Selected extract:
┄┄┄┄┄┄┄┄┄┄
More details about the algorithms used can be found in the excellent paper [J.-M. Moret, *et. al.*, "Tokamak equilibrium reconstruction code LIUQE and its real time implementation", Fusion Eng. Design, 91, 2015](https://doi.org/10.1016/j.fusengdes.2014.09.019).

GSFit's numerical solver is written in Rust for speed and robustness, and the user interface / set-up is written in Python for its convenience.

The goal of GSFit is high accuracy, not performance; when something can be calculated accurately, it **should** be calculated accurately regardless of computational cost.

GSFit uses the COCOS 13 coordinate system, as described in [O. Sauter and S. Y. Medvedev, "Tokamak Coordinate Conventions: COCOS", Comput. Phys. Commun. 184, 2013](https://doi.org/10.1016/j.cpc.2012.09.010).
Where, in summary, flux is measured in weber, and the poloidal angle increases counterclockwise, starting from the outboard mid-plane.
┄┄┄┄┄┄┄┄┄┄
[Dataset records]
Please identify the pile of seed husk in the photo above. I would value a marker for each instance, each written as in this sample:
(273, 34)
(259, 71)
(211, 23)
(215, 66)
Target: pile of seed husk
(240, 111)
┄┄┄┄┄┄┄┄┄┄
What you need to do:
1. Do these statements agree with the GSFit text above? Answer each with yes or no and quote the words that decide it.
(a) GSFit's numerical solver is written in Python.
(b) GSFit puts accuracy ahead of performance.
(c) In GSFit's coordinate system, the poloidal angle increases clockwise.
2. Answer these questions from the GSFit text above.
(a) Which coordinate system does GSFit use?
(b) In what language is GSFit's user interface / set-up written?
(c) In what unit is flux measured?

Per-task answers:
1.
(a) No: "GSFit's numerical solver is written in Rust for speed and robustness"
(b) Yes: "The goal of GSFit is high accuracy, not performance"
(c) No: "the poloidal angle increases counterclockwise, starting from the outboard mid-plane"

2.
(a) COCOS 13
(b) Python
(c) Weber